◆ YOUR OBJECTIVE ◆
Reproduce every one of the records below verbatim, but leave out the pictures.

*** MATERIAL TO PROCESS

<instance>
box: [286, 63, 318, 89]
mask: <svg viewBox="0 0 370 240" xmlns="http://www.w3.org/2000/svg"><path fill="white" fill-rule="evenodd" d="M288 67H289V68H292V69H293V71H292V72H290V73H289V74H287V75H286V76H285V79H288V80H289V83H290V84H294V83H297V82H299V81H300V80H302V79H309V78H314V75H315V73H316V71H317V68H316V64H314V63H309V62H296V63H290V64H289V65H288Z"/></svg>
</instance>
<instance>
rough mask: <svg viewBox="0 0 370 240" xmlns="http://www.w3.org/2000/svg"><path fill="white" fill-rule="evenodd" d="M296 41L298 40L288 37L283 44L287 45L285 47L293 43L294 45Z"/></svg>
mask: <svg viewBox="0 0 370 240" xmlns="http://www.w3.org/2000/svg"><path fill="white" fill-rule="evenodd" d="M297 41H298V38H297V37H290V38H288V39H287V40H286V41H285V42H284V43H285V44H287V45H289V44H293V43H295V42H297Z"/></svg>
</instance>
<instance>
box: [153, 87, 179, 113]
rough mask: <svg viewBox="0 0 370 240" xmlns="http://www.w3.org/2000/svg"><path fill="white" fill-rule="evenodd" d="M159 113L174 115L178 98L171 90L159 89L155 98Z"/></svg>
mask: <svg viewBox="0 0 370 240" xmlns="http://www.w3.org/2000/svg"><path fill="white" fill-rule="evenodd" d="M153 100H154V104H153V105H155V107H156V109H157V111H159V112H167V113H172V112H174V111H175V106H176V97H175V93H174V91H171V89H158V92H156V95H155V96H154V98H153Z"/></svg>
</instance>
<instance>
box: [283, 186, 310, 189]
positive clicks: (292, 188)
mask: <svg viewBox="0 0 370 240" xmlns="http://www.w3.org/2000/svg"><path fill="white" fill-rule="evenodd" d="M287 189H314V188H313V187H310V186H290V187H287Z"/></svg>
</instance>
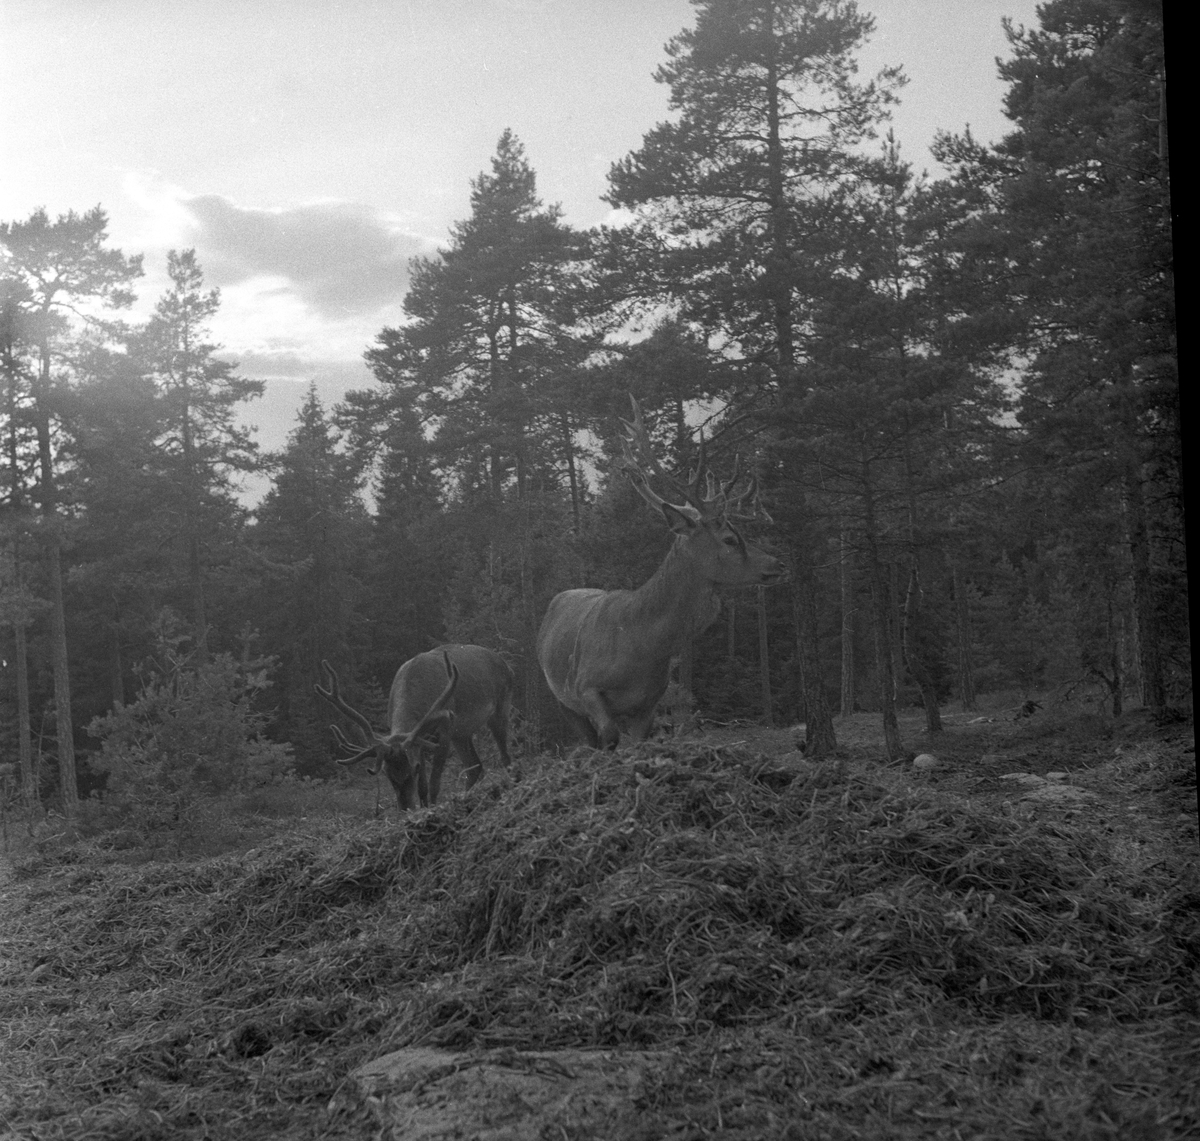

******

◆ EXERCISE ANSWER ◆
<instance>
box: [286, 63, 318, 89]
mask: <svg viewBox="0 0 370 240" xmlns="http://www.w3.org/2000/svg"><path fill="white" fill-rule="evenodd" d="M288 67H289V68H292V69H293V71H292V72H290V73H289V74H287V75H286V76H285V79H288V80H289V83H290V84H294V83H297V82H299V81H300V80H302V79H309V78H314V75H315V73H316V71H317V68H316V64H314V63H309V62H296V63H290V64H289V65H288Z"/></svg>
</instance>
<instance>
rough mask: <svg viewBox="0 0 370 240" xmlns="http://www.w3.org/2000/svg"><path fill="white" fill-rule="evenodd" d="M296 41L298 40L288 37L283 44L287 45L285 47L293 43L294 45Z"/></svg>
mask: <svg viewBox="0 0 370 240" xmlns="http://www.w3.org/2000/svg"><path fill="white" fill-rule="evenodd" d="M297 41H298V38H297V37H290V38H288V39H287V40H286V41H285V42H284V43H285V44H287V45H289V44H293V43H295V42H297Z"/></svg>
</instance>
<instance>
box: [153, 87, 179, 113]
rough mask: <svg viewBox="0 0 370 240" xmlns="http://www.w3.org/2000/svg"><path fill="white" fill-rule="evenodd" d="M159 113L174 115L178 98L171 90L159 89L155 98Z"/></svg>
mask: <svg viewBox="0 0 370 240" xmlns="http://www.w3.org/2000/svg"><path fill="white" fill-rule="evenodd" d="M153 100H154V104H153V105H155V107H156V109H157V111H159V112H167V113H172V112H174V111H175V106H176V97H175V93H174V91H171V89H158V92H156V95H155V96H154V98H153Z"/></svg>
</instance>
<instance>
box: [283, 186, 310, 189]
positive clicks: (292, 188)
mask: <svg viewBox="0 0 370 240" xmlns="http://www.w3.org/2000/svg"><path fill="white" fill-rule="evenodd" d="M287 189H314V188H313V187H310V186H290V187H287Z"/></svg>
</instance>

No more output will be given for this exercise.